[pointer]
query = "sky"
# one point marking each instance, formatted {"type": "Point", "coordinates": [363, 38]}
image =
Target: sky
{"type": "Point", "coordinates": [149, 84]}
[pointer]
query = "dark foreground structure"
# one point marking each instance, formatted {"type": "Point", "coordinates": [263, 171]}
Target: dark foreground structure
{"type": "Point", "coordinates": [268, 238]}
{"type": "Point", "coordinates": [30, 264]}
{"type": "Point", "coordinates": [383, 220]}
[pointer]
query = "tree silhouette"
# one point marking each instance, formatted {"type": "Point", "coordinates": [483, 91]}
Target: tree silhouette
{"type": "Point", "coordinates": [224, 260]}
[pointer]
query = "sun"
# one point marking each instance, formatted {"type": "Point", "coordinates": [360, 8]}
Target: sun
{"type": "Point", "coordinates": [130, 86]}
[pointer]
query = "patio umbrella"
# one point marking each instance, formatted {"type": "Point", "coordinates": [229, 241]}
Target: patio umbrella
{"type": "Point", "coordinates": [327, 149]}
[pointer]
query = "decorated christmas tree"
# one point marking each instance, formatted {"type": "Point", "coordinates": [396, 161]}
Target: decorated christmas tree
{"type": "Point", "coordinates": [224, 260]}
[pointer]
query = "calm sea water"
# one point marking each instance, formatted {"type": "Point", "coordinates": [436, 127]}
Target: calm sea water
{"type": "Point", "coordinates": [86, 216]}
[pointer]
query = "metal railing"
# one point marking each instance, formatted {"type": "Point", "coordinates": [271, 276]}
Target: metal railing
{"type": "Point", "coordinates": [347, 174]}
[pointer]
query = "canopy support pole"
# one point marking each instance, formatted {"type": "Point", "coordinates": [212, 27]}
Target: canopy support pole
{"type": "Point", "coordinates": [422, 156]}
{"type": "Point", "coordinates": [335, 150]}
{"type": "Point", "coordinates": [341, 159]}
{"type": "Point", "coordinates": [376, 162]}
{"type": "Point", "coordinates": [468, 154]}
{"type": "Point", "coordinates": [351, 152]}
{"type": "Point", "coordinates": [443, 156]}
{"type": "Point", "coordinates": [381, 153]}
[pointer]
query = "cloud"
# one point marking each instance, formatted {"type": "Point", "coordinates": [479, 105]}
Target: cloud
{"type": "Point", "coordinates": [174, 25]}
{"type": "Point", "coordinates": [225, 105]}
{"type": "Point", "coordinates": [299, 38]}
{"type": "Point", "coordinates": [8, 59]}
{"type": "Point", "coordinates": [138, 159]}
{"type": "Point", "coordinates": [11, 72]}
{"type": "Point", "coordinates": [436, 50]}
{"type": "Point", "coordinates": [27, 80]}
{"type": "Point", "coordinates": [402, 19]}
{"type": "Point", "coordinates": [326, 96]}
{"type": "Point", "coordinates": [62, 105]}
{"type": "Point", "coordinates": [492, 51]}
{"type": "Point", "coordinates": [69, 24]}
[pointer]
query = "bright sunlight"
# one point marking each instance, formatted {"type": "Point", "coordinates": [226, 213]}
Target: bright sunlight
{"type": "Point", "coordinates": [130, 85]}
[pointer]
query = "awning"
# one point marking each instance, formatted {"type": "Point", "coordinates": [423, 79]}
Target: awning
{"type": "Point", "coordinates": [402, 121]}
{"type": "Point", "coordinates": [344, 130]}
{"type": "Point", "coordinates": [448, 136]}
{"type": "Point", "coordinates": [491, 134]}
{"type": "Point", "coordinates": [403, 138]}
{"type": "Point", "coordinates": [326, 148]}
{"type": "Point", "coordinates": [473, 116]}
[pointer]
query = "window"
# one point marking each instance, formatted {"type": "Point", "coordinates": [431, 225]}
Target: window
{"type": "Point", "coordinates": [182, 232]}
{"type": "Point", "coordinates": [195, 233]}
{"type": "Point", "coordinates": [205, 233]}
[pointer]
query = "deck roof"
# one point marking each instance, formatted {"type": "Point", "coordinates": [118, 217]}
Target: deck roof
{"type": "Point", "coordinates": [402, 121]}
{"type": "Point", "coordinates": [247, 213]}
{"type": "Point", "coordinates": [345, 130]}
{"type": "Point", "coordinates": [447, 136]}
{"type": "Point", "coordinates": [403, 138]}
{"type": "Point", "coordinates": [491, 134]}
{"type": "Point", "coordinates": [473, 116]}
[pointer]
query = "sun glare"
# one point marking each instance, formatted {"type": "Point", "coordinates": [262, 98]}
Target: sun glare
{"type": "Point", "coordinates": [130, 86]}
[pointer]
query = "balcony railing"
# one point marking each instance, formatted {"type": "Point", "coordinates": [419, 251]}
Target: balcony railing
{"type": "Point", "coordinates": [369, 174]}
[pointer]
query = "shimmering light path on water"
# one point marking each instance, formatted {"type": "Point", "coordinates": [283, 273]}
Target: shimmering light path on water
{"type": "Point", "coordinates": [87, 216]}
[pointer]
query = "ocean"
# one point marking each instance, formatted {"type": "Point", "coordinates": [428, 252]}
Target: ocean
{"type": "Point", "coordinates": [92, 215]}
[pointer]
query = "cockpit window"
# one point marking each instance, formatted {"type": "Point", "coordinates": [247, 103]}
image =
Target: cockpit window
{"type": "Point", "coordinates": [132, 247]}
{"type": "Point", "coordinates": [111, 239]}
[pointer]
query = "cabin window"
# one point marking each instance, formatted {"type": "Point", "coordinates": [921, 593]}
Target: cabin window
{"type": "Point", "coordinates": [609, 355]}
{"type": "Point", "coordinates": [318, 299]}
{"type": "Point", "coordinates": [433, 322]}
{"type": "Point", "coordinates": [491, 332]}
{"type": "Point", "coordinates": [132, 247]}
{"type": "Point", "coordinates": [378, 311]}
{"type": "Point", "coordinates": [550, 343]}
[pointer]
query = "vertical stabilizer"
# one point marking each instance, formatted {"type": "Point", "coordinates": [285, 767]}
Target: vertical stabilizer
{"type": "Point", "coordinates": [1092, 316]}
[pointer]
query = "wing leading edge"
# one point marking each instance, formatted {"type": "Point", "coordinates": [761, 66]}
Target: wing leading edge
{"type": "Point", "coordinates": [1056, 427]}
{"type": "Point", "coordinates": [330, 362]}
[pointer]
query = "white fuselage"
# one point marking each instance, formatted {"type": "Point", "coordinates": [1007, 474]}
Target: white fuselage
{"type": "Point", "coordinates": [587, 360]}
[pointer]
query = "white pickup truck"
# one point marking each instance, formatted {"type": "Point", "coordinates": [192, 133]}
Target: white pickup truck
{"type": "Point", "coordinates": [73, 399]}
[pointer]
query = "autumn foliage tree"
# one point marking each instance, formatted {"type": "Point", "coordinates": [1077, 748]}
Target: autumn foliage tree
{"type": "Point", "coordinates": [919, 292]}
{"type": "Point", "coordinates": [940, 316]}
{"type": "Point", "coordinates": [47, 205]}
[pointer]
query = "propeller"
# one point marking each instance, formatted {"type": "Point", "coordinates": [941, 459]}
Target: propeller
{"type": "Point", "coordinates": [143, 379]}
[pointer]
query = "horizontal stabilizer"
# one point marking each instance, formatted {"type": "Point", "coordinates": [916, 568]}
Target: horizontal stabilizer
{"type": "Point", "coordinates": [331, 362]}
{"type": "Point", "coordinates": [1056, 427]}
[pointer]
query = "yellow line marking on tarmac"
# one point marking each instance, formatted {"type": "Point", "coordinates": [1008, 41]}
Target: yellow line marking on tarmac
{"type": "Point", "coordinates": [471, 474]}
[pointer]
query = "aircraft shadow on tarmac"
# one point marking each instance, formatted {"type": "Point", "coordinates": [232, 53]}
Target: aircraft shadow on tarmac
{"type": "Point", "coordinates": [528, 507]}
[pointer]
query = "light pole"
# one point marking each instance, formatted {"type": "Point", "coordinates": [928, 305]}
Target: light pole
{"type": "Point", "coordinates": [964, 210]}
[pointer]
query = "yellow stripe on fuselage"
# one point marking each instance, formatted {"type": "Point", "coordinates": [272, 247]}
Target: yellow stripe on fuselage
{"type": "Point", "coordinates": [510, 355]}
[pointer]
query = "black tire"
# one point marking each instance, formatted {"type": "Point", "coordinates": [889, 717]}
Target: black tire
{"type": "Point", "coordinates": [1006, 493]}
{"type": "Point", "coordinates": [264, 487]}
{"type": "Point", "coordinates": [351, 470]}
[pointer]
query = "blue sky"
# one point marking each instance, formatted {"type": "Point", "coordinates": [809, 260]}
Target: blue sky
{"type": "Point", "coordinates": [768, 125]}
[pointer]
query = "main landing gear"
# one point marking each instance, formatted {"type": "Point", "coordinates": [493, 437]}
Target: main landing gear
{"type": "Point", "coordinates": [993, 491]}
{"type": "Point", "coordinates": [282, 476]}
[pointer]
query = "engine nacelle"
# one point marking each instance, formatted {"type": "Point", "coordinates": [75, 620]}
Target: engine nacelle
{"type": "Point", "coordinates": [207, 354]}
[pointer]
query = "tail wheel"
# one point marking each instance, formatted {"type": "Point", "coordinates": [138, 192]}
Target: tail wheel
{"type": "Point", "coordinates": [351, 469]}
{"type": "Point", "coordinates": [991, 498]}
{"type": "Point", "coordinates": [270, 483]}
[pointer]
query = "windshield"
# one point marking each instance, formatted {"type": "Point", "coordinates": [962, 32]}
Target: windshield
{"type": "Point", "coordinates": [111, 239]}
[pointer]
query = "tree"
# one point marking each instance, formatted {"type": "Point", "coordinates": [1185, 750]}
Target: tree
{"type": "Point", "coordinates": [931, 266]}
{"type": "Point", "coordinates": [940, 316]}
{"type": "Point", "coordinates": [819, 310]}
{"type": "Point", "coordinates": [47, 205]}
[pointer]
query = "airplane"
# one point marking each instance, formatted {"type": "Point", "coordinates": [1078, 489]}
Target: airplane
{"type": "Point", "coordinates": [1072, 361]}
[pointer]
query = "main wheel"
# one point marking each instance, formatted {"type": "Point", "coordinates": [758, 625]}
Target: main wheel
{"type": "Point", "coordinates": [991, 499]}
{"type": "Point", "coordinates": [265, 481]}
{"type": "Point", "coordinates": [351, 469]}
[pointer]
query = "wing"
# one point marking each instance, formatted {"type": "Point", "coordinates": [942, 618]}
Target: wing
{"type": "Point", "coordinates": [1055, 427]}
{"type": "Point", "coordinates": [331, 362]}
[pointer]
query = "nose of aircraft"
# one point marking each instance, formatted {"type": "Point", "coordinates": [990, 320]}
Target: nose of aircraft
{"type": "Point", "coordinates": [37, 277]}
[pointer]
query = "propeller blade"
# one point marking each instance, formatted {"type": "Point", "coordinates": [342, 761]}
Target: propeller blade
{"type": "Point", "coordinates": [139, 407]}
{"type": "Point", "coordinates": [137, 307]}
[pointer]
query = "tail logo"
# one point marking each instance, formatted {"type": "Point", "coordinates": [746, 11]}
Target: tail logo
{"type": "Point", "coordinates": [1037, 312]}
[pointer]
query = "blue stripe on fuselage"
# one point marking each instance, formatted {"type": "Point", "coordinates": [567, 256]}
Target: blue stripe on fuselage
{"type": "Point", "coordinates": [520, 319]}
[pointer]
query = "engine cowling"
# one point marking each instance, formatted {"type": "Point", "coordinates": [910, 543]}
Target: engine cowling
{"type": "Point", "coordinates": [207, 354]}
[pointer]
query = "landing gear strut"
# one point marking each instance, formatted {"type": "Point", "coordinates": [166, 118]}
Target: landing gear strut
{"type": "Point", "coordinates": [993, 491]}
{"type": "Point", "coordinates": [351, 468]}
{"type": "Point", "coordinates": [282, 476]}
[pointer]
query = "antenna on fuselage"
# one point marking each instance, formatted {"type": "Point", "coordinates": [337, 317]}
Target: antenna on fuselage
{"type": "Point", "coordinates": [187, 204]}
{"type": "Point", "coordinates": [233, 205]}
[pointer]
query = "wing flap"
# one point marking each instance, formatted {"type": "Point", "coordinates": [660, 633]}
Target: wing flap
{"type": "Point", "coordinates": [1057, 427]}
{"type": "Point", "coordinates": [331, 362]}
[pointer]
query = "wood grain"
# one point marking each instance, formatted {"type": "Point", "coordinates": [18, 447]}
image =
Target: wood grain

^^^^^^^^^^^^^^^^

Exercise details
From the entries above, copy each line that contains the string "vertical". Case counts.

Exercise solution
query = "vertical stabilizer"
Target: vertical stabilizer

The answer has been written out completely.